Some records:
>> start
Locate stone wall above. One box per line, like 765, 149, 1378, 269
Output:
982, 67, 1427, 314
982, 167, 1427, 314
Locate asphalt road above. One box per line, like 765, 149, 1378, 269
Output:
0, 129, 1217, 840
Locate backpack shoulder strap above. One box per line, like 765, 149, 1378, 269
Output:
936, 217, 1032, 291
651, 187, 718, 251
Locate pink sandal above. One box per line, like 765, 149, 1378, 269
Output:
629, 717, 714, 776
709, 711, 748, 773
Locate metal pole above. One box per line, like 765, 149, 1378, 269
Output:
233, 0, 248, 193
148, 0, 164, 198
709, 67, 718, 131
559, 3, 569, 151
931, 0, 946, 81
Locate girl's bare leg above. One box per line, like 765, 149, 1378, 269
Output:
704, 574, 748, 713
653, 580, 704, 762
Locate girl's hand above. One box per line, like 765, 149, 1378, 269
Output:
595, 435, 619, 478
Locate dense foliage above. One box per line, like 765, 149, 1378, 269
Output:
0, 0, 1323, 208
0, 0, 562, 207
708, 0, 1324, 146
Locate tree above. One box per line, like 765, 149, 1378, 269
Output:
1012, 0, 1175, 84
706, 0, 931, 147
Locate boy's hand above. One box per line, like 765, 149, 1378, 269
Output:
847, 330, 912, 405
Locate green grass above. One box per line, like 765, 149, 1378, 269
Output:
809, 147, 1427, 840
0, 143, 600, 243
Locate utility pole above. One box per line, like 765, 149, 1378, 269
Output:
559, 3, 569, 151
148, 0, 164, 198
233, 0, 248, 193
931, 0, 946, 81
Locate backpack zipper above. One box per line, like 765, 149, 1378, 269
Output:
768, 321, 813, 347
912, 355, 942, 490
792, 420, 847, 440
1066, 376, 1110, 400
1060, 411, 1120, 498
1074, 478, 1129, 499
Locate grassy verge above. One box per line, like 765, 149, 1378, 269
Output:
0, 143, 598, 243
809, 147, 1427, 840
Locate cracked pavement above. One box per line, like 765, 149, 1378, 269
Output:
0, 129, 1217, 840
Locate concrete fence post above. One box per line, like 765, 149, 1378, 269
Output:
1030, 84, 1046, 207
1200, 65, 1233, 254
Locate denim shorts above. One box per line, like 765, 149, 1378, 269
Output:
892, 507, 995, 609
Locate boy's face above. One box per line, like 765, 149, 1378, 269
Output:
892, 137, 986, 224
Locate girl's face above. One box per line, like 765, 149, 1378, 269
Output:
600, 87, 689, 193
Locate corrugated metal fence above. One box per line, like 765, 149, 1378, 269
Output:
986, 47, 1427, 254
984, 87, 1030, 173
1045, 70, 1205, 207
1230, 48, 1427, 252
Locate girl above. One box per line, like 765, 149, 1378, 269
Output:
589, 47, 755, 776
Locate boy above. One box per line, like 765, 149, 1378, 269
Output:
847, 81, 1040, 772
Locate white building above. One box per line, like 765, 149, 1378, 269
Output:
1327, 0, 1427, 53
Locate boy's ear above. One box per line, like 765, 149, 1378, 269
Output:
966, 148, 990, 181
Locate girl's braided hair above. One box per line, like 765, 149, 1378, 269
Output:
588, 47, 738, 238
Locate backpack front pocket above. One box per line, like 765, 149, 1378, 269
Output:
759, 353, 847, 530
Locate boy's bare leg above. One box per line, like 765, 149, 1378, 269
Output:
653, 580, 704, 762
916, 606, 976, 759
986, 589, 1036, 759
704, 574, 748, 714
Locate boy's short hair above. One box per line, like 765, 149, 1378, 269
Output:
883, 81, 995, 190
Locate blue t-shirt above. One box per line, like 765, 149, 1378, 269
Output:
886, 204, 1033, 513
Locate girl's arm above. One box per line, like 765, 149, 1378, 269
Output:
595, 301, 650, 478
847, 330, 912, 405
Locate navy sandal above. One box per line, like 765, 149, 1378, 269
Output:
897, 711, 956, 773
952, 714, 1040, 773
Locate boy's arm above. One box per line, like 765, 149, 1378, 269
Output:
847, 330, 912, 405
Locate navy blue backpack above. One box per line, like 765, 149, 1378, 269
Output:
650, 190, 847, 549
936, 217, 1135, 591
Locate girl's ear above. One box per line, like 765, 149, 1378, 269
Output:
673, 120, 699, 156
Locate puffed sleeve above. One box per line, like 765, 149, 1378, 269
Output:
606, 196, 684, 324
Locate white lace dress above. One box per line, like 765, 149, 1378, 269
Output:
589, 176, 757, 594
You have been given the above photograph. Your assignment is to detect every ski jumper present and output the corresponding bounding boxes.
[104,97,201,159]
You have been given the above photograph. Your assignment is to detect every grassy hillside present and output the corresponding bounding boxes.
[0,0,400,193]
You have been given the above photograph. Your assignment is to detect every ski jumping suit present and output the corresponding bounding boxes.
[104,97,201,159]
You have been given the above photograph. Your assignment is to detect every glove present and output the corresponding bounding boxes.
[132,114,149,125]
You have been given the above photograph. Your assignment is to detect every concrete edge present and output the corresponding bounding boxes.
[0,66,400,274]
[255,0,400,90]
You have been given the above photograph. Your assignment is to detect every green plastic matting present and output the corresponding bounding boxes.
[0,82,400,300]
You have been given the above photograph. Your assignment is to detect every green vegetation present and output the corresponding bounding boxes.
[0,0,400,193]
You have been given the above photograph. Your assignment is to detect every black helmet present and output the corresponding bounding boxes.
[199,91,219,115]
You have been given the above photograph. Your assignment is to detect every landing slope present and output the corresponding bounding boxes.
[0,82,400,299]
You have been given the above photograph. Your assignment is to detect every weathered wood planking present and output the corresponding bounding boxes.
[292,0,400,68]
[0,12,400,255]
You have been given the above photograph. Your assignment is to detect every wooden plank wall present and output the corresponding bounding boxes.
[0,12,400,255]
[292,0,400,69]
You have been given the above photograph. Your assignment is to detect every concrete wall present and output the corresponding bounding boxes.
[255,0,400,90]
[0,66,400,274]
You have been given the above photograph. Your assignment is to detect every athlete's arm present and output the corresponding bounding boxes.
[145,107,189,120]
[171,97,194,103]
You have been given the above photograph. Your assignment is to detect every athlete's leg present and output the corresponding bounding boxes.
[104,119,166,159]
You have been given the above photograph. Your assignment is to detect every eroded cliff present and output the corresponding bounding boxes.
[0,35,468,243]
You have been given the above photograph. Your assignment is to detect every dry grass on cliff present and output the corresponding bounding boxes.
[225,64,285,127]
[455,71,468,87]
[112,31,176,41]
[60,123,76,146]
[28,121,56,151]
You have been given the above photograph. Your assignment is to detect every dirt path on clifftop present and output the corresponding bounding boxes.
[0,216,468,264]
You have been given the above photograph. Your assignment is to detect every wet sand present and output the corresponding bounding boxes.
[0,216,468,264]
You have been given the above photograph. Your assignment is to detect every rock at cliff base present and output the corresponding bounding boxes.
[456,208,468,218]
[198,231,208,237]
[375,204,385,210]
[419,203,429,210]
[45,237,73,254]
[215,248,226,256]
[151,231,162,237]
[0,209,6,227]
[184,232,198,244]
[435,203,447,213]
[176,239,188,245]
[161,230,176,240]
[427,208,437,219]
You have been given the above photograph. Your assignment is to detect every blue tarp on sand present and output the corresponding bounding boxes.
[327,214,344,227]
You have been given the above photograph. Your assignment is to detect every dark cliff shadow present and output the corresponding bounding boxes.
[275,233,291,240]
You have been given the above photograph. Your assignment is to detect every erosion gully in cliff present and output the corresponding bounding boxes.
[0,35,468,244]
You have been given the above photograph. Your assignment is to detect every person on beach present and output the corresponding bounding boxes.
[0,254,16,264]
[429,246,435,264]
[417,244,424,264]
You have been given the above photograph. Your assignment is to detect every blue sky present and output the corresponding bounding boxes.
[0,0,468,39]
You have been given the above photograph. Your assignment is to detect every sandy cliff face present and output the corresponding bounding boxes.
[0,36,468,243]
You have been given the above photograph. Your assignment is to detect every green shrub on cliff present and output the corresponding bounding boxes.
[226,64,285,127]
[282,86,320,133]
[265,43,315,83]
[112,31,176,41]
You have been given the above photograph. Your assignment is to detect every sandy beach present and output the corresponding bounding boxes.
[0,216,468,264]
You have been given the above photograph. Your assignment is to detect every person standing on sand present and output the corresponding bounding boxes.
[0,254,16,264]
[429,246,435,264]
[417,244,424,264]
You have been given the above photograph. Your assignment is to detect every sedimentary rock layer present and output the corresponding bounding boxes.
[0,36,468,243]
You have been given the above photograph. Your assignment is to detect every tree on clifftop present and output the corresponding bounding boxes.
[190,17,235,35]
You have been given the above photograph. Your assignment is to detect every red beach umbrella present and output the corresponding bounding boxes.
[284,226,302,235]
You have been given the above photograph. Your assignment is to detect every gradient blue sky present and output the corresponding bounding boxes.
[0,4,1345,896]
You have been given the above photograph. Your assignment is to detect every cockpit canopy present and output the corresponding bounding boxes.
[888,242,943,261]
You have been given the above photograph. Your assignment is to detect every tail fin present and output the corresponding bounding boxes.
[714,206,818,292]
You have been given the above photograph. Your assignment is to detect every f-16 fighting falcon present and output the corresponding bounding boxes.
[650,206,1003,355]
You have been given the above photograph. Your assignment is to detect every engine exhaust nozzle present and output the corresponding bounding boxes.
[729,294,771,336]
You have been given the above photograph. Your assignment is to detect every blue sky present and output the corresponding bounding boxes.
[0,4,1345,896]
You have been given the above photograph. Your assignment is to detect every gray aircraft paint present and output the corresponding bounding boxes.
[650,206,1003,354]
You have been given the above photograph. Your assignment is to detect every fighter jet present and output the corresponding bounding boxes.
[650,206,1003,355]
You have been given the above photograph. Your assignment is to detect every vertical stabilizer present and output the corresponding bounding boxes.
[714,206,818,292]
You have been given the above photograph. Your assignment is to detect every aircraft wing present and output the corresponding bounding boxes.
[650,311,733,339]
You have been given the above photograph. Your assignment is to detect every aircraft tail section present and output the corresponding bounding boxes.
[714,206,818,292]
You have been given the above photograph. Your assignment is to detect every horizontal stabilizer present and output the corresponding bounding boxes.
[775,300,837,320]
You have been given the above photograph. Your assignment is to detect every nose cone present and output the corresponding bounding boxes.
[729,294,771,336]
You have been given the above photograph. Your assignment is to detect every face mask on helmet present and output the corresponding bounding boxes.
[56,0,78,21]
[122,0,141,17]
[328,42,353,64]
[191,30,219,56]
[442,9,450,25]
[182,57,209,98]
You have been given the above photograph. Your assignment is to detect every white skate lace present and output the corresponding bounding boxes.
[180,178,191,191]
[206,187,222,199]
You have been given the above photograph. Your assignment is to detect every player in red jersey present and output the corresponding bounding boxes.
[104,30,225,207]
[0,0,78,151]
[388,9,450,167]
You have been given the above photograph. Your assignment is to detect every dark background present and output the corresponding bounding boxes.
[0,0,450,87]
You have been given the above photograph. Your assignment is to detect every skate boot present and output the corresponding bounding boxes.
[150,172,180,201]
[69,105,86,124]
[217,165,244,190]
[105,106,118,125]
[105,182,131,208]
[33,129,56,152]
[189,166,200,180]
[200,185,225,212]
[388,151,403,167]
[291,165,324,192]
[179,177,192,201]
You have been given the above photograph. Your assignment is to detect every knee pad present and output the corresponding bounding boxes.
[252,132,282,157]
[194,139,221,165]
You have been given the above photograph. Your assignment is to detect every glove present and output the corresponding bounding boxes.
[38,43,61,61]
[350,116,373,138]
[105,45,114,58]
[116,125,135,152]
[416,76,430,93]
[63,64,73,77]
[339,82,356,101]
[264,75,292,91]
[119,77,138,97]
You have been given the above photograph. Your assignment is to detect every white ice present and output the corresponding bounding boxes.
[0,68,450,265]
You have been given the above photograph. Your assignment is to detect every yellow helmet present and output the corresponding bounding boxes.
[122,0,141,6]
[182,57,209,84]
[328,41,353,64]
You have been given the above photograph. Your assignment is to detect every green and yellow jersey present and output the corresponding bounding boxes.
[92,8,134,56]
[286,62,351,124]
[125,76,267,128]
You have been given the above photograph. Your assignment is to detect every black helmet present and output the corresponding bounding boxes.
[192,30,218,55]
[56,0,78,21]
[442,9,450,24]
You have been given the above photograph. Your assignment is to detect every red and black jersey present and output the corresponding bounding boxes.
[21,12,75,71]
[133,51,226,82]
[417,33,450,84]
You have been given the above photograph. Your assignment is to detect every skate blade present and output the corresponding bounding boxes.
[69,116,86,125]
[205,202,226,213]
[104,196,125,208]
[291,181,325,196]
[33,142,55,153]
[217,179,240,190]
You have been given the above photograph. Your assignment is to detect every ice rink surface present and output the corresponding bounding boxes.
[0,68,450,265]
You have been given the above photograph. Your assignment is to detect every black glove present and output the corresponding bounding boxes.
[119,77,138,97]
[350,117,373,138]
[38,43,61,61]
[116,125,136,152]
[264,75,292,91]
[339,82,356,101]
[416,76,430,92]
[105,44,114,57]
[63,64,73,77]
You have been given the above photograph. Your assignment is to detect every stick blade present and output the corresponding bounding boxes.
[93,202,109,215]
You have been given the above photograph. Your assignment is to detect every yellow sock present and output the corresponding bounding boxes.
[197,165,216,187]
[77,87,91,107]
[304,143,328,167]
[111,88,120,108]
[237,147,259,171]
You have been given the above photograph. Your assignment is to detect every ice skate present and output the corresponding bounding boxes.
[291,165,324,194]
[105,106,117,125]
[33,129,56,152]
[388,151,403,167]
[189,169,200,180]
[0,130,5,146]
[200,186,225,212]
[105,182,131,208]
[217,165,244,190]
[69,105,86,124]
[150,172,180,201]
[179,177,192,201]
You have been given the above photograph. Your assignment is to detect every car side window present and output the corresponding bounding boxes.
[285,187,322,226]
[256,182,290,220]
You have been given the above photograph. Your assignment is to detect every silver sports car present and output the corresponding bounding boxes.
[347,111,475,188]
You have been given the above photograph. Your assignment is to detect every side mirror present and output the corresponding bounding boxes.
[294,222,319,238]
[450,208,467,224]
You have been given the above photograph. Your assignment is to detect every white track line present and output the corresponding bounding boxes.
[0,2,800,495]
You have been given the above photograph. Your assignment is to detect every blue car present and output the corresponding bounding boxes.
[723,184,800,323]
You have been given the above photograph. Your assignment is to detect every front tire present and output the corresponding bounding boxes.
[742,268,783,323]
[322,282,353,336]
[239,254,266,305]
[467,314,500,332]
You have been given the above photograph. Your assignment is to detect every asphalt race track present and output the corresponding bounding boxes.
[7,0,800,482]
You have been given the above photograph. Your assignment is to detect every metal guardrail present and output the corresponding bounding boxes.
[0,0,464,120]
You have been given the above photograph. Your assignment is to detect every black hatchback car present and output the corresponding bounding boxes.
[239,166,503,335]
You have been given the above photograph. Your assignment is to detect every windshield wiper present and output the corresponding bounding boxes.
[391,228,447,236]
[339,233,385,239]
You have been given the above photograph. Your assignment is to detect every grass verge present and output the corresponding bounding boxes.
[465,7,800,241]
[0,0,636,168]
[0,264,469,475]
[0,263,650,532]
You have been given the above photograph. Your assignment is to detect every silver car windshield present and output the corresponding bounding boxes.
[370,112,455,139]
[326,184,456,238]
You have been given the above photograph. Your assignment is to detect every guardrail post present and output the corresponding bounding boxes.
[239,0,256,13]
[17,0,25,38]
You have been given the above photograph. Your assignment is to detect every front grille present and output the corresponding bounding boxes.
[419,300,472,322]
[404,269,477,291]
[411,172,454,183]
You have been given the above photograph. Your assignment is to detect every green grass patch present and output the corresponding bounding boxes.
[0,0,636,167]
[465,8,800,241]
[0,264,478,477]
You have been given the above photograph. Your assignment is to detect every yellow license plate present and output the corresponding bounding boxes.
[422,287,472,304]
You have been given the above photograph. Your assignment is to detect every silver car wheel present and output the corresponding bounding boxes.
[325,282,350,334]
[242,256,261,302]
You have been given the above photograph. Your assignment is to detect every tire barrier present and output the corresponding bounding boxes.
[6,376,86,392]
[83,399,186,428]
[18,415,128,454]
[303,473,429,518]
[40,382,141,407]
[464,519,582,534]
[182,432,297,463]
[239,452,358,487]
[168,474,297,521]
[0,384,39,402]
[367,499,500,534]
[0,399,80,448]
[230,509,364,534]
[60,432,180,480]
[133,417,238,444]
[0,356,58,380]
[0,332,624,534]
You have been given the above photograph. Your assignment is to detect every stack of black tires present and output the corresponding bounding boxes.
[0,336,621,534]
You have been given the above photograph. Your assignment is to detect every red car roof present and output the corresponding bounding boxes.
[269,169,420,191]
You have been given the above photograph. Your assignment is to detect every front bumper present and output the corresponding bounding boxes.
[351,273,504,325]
>> end
**Stated task**
Identify each line of the data above that contains the string "hair", and copy those lines out. Case counts.

**Written solution**
Locate girl's braided hair above. One box per line, like 765, 149, 1378, 269
Locate boy's short hair above. One box per line, like 765, 149, 1378, 269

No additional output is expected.